▸ **What is asked**: Rewrite the lines below as a numbered list, leaving out any blank lines.

▸ **Data supplied**:
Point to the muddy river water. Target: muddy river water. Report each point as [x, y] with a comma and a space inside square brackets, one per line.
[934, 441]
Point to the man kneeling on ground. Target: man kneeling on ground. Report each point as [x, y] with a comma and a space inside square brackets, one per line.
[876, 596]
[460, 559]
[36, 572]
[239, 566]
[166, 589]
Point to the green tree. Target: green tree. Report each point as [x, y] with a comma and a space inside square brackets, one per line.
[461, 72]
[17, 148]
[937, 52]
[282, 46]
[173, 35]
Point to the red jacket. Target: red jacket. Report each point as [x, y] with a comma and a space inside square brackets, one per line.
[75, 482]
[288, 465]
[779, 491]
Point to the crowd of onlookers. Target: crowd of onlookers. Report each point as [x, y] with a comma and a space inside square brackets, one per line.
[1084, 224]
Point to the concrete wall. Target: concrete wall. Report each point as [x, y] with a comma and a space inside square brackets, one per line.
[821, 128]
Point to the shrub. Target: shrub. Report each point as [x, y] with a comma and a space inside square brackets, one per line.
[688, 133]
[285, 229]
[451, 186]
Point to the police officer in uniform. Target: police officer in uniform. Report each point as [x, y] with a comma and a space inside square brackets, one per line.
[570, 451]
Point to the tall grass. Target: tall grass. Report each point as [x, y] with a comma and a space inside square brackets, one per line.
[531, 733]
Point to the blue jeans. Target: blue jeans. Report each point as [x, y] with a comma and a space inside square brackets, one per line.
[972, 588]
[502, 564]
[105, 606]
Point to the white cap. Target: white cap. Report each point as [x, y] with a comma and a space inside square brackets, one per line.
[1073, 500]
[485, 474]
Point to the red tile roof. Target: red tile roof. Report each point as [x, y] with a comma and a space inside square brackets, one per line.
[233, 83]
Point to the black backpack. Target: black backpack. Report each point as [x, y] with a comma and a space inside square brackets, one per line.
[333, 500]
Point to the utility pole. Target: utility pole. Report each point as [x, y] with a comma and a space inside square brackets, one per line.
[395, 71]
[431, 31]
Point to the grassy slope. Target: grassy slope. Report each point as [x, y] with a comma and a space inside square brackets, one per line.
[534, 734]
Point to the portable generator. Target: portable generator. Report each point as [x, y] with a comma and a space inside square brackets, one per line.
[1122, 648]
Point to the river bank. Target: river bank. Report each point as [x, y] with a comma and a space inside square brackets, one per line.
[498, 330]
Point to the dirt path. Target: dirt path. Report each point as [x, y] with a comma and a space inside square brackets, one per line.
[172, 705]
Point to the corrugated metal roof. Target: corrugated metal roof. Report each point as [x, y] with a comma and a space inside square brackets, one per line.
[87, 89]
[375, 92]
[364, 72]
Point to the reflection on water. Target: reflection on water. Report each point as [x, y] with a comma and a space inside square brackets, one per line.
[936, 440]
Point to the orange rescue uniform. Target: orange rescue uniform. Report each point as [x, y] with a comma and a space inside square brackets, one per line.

▸ **Right answer**:
1. Point to the muddy river water. Target: muddy river water. Report each point as [x, y] with a comma and a space inside square brackets, one per line.
2. [934, 441]
3. Point to the man kneeling on ground. Target: man kneeling on ground. Report each point as [x, y] with a comma and a space inside square brackets, one per line.
4. [876, 596]
5. [460, 559]
6. [36, 572]
7. [239, 566]
8. [166, 589]
9. Point to the green tree. Target: green tree. Report each point as [x, y] with a comma and a space inside square brackets, one per line.
10. [461, 72]
11. [17, 148]
12. [937, 52]
13. [282, 46]
14. [173, 35]
15. Point to the red jacket. Target: red jacket. Report each point as [x, y] with a comma and a space inside square brackets, one per line.
16. [75, 482]
17. [288, 465]
18. [779, 491]
19. Point to the crowd of onlookers. Target: crowd of onlookers. Report each point as [x, y] with a comma and a space inside square brackets, one per line.
20. [1084, 224]
21. Point to the concrete wall. Target: concrete wall. Report each point as [x, y] with a comma and a space inside square brackets, one per line.
22. [821, 128]
23. Point to the shrub. Target: shrub. Report each point as [x, y] with a comma and a space inside square brackets, one per line.
24. [688, 133]
25. [285, 229]
26. [451, 186]
27. Point to the police officer in uniform. Target: police officer in uniform. Report each point as [x, y] with a comma and a space inside square brackets, one per line.
28. [570, 451]
29. Point to the tall grass. Target: tall grass. Report each point as [x, y] with a comma and a space inside square brackets, one per line.
30. [531, 733]
31. Point to the blue jeans. Target: blue jeans. Report each point as [x, y] with a comma and a space inside square brackets, one per line.
32. [972, 588]
33. [502, 564]
34. [105, 606]
35. Point to the white cap. Target: white cap. Report each point as [x, y] with a comma and a space inside square brackets, one per line.
36. [1073, 500]
37. [485, 474]
38. Point to the red tile roof. Target: red tile roof. Report each point as [x, y] with a comma and a space inside square brackets, one per line.
39. [233, 83]
40. Point to the black backpack. Target: black backpack. Report each point as [x, y] with a comma and a space inside square brackets, one per line.
41. [333, 500]
42. Point to the utility pole. Target: utility pole. Report each point as [x, y] with a comma and a space inside square brackets, one per line.
43. [395, 71]
44. [431, 31]
45. Point to the grassy slope. Target: grassy slope. Report each point as [x, y] with a comma and a space inside square brackets, one per line.
46. [534, 734]
47. Point to the portable generator. Target: portable generator. Report each point as [x, y] with a comma and a space inside square brackets, one per line.
48. [1122, 648]
49. Point to the river bank. Target: river bank. Report each point as [x, y] with a comma and a space inside square brackets, one per line.
50. [498, 330]
51. Point to the dirt path. Target: dirt path. Report each point as [x, y] with a comma and a space inside square brackets, one per line.
52. [172, 705]
53. Point to the corrugated metal roof. Target: corrugated metal roof. Report each point as [x, y] with a comma and a space inside square brackets, one per line.
54. [87, 89]
55. [375, 92]
56. [364, 72]
57. Point to the reflection on water. Target: reflection on water. Report each point as [x, y] with a comma and a space inside square brackets, one per line.
58. [936, 440]
59. Point to the orange rescue uniform. Target: orange rescue uniform. Report each point as [x, y] with a comma and a space inside square brackets, one per line.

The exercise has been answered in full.